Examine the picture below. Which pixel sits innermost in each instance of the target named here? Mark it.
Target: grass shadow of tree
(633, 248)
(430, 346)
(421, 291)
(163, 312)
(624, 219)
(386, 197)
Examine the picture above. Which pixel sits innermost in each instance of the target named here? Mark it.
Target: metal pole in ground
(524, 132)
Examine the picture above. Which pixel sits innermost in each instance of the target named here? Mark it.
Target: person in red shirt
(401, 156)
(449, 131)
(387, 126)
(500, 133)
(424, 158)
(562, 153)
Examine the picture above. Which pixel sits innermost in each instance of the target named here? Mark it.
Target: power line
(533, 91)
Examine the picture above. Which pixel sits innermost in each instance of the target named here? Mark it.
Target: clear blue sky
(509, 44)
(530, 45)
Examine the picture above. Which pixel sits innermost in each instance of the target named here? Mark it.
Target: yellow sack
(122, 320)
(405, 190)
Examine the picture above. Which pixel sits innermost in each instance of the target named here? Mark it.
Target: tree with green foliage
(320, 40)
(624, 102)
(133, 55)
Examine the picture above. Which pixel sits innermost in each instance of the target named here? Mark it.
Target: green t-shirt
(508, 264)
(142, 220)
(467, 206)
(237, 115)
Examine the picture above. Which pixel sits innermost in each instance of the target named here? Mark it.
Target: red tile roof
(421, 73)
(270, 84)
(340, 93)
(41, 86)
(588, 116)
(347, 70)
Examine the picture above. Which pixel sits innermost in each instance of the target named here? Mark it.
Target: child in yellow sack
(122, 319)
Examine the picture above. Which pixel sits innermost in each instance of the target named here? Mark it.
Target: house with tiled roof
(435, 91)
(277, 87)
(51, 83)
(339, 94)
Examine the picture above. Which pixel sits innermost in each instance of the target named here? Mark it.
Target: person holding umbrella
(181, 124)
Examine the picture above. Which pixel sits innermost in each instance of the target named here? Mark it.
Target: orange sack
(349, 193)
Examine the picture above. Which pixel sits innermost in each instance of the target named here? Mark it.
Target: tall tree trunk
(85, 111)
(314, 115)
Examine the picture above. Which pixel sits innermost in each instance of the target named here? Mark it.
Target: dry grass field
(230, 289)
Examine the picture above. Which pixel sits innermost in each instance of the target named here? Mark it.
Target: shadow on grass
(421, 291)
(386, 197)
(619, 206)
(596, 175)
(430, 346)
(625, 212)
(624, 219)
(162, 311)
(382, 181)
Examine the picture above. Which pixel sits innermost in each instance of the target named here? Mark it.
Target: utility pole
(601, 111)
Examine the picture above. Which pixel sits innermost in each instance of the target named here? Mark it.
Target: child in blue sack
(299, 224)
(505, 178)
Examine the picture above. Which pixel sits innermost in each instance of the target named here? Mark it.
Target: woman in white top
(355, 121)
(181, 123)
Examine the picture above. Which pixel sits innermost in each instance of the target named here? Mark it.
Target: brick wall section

▶ [Assignment]: Each of the records is to be repeated word for word.

▶ [Written response]:
Examine the picture below. Which pixel sits innermost in each instance of the target named here? Mark it.
Target: grass shadow of tree
(633, 248)
(430, 346)
(421, 291)
(163, 312)
(624, 219)
(386, 197)
Examine the picture above. Which pixel sits innermost in each instance of the target named here? Mark it.
Target: metal pole in ground
(524, 132)
Examine the picture above. Which pixel sits innermost in each instance of the target named here? Mark it.
Target: person in red shirt
(401, 156)
(449, 131)
(387, 126)
(500, 133)
(424, 158)
(562, 153)
Examine the picture above. Which pixel sits innermost in each instance of the target named here? Mark it.
Target: power line
(533, 91)
Examine the picture above. Which pixel sits innermost in each instance of the target named here? Mark it.
Target: clear blue sky
(509, 44)
(530, 45)
Examine the picture above. Which pixel sits innermost in each instance of the target named here? Mark it.
Target: yellow sack
(122, 320)
(405, 190)
Examine the picture above. Which pixel sits innermost in each instance of the target named here? Mark it.
Target: tree with green foliage
(320, 40)
(624, 102)
(133, 55)
Examine the picture above. Which pixel sits innermost in each instance of the target named here? Mark it.
Target: green t-shirt
(508, 264)
(142, 220)
(467, 206)
(237, 115)
Examine the picture above. Which pixel sits innermost in each instance of the target named here? Mark it.
Target: red tile roof
(421, 73)
(270, 84)
(340, 93)
(41, 86)
(588, 116)
(347, 70)
Examine the picture above. Which pixel sits innermost in each instance of the target named here? Mark it.
Target: child in yellow sack
(122, 319)
Examine the picture above. Which pixel sits innermost in each instance of the target named here? Mark it.
Target: house with tiled roof
(435, 91)
(277, 87)
(51, 83)
(339, 94)
Examine the picture above. Which pixel sits innermost in each instance of the target named here? Mark it.
Target: person holding umbrella
(181, 124)
Examine the picture above. Which pixel sits innermost in each instance of the target named here? Mark it.
Target: orange sack
(349, 193)
Examine the picture above. Which pixel sits innermost in each instance of the target named here? Mark it.
Target: tall tree trunk
(85, 111)
(314, 115)
Examine the picture above. Which pixel sits innermost in each instance of the target named here? Mark it.
Target: dry grass field
(230, 289)
Examine the picture above. Which pixel sits innermost in each instance of the target named here? Mark it.
Target: shadow on grass
(421, 291)
(386, 197)
(619, 206)
(596, 175)
(430, 346)
(625, 212)
(624, 219)
(162, 311)
(382, 181)
Examine the picture above. Which pixel sits innermost in each instance of the target named here? Mark it.
Target: utility pole
(601, 111)
Examine the picture above. Which pixel sits innermost in each instance of the target named here? Mark it.
Target: child in blue sack
(299, 224)
(505, 178)
Examine the picture above. Which pixel sits innermost in each instance of the target named here? Mark it.
Target: woman in white top
(355, 121)
(181, 123)
Examine the picture above. Which pixel sits innermost in each instance of the target named here? Mark it.
Target: brick wall section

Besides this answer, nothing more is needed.